┌─ Document section
# Build Climatology Tutorial

As a baseline method, we build a climatology for FMC based on the historical average at a particular hour of the day. This method is inspired by Schreck et all 2023. This notebook utilizes retrieval and filtering of 10-h dead FMC data from a RAWS stash maintained by Angel Farguell, demonstrated in notebook `ingest_fm10_stash_tutorial`.

Main processes:
- `build_climatology`: this function retrieves RAWS data from a stash given input time period and spatial domain. The data is saved to a local directory for potential reuse, such as repeated applications of calculating forecast error for cross validation. Parameters for this process are stored in `etc/params_models.yaml`
- `get_climatology_forecasts`: this function returns FMC forecasts

## Setup

In [None]:
import os.path as osp
from dateutil.relativedelta import relativedelta
import json
import sys
import matplotlib.pyplot as plt
import numpy as np
import pandas as pd
sys.path.append('../src')
from utils import Dict, read_yml, read_pkl, str2time, print_dict_summary, time_range
# import ingest.retrieve_raws_api as rr
# import ingest.retrieve_raws_stash as rrs
import models.moisture_models as mm

In [None]:
with open("../etc/training_data_config.json", "r") as json_file:
    config = json.load(json_file)   
    config = Dict(config)

In [None]:
print_dict_summary(config)

## Climatology

Method description...

6 years


In [None]:
start = str2time(config.start_time)
# end = start + relativedelta(hours=48)
end = start + relativedelta(hours = 12)

In [None]:
import importlib
import models.moisture_models
importlib.reload(models.moisture_models)
import models.moisture_models as mm

In [None]:
clim_dict = mm.build_climatology(
    start,
    end,
    config.bbox
)

In [None]:
clim_df = mm.get_climatology_forecasts(clim_dict)

In [None]:
clim_df

In [None]:
# Plot a few timeseries

df_subset = clim_df.head(5).T  
plt.figure(figsize=(10, 6))
for idx in df_subset.columns:
    plt.plot(df_subset.index, df_subset[idx], label=str(idx))

plt.xlabel('Time')
plt.ylabel('Forecasted FMC (%)')
plt.title('Forecasted FMC over Time')
plt.legend(title='STID')
plt.grid(True)
plt.show()

In [None]:
import os
import pickle
import pandas as pd
from multiprocessing import Pool

from ingest.RAWS import get_file_paths, get_stations
from utils import Dict, read_pkl

In [None]:
clim_params = mm.clim_params
clim_params

In [None]:
def build_climatology(start, end, bbox, nyears=clim_params.nyears, ndays=clim_params.ndays, min_years = clim_params.min_years):
    
    def count_years(values_df, times_df):
        """
└─
┌─ Recorded data
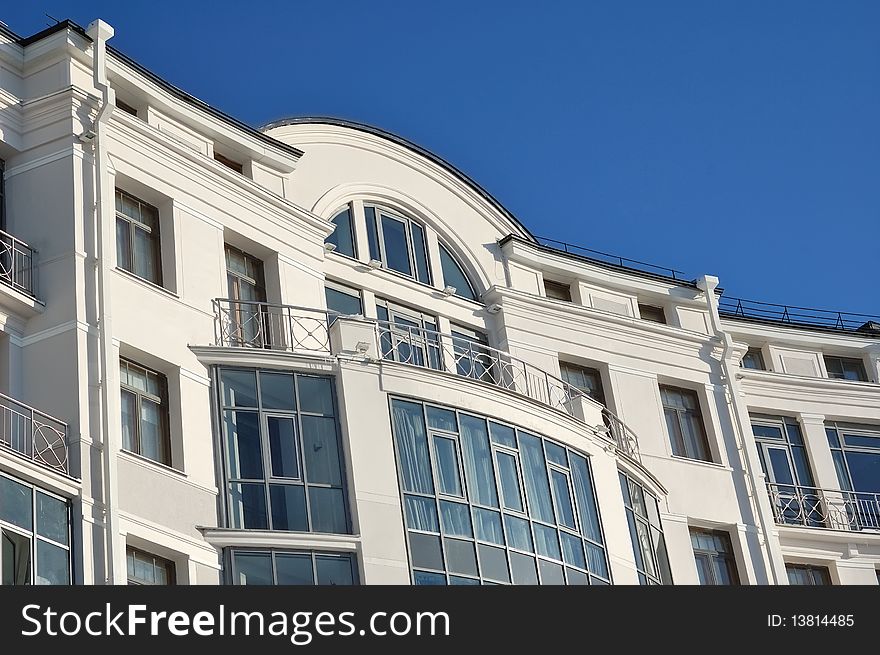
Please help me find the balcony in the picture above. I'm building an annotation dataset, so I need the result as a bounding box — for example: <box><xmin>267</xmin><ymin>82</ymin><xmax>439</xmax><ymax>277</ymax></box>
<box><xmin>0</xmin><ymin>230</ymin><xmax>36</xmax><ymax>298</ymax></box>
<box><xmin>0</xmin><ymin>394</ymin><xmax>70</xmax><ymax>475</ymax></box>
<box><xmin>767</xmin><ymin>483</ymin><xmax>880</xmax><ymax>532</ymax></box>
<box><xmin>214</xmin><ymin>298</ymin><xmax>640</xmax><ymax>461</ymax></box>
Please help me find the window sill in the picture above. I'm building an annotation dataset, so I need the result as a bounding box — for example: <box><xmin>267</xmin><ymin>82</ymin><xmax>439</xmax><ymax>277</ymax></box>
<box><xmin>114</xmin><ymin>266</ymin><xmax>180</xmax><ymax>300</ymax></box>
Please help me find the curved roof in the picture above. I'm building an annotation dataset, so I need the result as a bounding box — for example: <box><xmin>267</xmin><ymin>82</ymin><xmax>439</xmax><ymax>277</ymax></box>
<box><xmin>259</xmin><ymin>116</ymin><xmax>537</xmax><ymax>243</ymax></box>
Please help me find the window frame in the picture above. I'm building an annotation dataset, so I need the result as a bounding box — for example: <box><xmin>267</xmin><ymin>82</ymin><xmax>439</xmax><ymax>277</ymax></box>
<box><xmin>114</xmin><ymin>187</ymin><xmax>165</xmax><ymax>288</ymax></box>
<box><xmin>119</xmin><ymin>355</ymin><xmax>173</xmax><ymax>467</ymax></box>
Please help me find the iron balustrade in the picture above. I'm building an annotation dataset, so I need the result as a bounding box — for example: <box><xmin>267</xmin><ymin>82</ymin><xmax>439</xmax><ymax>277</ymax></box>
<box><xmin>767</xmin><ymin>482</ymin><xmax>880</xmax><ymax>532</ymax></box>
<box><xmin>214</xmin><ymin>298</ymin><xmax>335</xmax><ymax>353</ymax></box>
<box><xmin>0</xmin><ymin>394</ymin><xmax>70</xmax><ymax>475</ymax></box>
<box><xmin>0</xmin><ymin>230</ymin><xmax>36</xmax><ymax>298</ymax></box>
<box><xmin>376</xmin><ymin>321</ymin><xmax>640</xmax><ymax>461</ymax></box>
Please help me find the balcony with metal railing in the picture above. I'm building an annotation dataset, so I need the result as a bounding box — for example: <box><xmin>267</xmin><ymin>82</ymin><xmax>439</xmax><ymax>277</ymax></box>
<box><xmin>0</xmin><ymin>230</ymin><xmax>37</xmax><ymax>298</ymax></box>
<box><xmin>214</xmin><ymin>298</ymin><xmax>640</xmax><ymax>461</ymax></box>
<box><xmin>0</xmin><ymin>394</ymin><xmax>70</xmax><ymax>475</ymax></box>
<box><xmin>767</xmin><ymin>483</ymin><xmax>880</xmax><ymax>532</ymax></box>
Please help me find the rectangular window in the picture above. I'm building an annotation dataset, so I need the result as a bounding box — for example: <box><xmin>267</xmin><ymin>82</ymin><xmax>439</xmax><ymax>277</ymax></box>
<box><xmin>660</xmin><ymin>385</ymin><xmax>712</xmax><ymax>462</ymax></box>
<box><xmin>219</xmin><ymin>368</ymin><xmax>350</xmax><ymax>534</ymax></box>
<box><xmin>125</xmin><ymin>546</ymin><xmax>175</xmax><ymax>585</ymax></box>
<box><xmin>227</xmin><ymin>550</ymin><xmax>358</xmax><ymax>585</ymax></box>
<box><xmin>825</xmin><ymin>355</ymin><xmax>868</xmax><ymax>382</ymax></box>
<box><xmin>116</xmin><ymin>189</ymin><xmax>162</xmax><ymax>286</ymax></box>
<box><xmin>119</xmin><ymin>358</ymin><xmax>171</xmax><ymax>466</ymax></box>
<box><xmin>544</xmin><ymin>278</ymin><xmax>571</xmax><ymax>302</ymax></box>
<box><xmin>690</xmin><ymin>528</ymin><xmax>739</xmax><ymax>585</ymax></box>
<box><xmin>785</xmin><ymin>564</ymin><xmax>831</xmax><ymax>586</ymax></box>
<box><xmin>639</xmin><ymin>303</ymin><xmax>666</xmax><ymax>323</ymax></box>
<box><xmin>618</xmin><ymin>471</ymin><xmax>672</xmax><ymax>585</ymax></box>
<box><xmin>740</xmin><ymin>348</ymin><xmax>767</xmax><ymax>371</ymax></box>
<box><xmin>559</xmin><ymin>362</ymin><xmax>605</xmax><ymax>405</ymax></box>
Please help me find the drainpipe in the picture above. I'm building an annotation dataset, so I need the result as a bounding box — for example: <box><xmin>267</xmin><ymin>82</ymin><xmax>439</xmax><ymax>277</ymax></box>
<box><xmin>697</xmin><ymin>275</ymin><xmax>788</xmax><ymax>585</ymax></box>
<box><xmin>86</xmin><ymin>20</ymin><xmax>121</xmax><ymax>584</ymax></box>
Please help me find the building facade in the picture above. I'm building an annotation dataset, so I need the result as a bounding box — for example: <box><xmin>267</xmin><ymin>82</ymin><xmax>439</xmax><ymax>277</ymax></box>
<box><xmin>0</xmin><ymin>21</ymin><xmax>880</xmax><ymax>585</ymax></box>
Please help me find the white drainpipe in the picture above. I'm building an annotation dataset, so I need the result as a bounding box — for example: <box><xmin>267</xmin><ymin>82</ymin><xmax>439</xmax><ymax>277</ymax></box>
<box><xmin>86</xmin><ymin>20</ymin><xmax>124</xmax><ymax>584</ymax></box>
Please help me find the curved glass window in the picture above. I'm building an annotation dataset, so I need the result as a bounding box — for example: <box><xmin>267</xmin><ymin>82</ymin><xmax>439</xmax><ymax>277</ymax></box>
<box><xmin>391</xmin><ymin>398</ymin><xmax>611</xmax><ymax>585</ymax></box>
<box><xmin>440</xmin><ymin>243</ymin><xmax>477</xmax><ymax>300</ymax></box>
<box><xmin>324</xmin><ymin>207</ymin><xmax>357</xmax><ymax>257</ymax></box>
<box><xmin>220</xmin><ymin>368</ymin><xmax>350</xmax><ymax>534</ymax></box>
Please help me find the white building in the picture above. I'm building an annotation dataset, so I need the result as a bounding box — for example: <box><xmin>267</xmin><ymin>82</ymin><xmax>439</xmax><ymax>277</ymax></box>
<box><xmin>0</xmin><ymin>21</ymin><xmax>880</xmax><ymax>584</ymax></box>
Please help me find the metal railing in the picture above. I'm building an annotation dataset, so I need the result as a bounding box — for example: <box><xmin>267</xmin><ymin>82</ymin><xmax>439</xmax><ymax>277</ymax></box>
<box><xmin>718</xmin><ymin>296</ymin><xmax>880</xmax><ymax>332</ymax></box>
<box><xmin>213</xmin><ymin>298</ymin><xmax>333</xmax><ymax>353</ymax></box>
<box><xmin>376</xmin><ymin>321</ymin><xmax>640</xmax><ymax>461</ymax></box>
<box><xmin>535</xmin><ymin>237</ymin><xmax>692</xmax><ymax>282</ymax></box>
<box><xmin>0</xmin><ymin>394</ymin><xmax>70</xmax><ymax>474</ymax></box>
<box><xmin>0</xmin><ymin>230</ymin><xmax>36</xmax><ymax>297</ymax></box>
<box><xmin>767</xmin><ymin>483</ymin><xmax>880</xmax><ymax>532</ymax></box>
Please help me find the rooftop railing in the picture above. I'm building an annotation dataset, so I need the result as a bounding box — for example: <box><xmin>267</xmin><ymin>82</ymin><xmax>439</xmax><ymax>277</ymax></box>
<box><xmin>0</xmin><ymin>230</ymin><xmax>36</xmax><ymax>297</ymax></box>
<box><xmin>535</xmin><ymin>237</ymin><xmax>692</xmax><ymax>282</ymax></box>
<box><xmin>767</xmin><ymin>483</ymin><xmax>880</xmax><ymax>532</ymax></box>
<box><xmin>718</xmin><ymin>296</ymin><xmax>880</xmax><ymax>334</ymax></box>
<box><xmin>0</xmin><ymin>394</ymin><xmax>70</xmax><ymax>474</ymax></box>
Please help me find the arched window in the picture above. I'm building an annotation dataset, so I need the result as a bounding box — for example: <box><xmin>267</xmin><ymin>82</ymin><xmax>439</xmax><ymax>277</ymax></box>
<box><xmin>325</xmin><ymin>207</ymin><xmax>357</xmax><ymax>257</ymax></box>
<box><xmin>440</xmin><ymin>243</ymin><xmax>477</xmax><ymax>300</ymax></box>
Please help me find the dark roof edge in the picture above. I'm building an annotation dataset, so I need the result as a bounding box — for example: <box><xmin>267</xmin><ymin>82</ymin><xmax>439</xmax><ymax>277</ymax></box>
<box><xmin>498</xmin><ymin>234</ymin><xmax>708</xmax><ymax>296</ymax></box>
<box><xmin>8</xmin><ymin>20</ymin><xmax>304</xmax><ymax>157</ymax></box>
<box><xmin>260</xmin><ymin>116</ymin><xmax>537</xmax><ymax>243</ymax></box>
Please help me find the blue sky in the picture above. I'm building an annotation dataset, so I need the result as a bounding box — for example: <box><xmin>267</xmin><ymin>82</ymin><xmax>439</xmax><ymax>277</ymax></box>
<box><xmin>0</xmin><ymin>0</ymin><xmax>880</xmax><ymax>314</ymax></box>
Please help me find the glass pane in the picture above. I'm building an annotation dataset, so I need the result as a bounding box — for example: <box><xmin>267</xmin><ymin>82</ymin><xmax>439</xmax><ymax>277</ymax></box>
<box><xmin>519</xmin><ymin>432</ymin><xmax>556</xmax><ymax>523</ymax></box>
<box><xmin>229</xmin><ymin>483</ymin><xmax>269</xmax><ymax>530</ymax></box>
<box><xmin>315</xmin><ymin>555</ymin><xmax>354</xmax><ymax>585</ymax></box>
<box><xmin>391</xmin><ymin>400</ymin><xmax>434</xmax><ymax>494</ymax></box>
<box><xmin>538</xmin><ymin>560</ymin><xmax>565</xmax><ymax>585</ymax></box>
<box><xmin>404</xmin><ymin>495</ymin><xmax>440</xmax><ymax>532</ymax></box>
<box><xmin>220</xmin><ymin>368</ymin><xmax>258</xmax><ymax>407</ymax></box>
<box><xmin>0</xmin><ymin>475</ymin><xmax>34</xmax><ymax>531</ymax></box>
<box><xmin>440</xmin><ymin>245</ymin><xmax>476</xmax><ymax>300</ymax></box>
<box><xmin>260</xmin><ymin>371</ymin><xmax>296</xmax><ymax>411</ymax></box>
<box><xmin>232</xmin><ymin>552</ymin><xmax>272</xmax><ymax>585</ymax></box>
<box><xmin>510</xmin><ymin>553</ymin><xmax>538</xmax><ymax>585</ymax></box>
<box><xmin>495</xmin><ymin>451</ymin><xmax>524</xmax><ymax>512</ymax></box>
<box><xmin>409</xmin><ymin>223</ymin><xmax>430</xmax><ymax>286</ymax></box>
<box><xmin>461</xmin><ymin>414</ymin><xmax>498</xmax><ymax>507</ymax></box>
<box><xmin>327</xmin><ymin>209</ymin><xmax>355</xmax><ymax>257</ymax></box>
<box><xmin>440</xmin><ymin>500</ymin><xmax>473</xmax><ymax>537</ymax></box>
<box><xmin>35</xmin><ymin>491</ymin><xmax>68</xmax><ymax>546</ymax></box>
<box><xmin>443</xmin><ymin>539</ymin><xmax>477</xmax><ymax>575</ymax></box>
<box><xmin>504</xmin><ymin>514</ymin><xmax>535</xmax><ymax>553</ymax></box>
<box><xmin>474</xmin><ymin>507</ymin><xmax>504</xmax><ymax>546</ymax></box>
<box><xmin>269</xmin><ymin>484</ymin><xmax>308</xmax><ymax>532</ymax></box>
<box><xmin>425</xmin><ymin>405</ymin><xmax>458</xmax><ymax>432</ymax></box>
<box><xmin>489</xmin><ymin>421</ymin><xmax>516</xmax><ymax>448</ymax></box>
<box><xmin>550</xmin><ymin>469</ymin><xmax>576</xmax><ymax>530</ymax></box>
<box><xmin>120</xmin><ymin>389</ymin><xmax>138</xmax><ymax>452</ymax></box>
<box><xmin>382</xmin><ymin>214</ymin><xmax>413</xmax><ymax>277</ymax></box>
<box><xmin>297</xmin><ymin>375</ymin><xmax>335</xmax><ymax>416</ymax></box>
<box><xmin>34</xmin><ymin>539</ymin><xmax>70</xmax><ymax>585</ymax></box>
└─
> **To do**
Please decide whether each statement below agrees with the climatology tutorial. Answer yes or no for each, and quote the words from the tutorial that settle it.
1. The `build_climatology` function stores the data it retrieves in a local directory so it can be reused.
2. The parameters for the `build_climatology` process are kept in `etc/training_data_config.json`.
3. The tutorial works with 10-h dead FMC data taken from a RAWS stash.

> **Completed task**
1. Yes: "The data is saved to a local directory for potential reuse"
2. No: "Parameters for this process are stored in `etc/params_models.yaml`"
3. Yes: "retrieval and filtering of 10-h dead FMC data from a RAWS stash"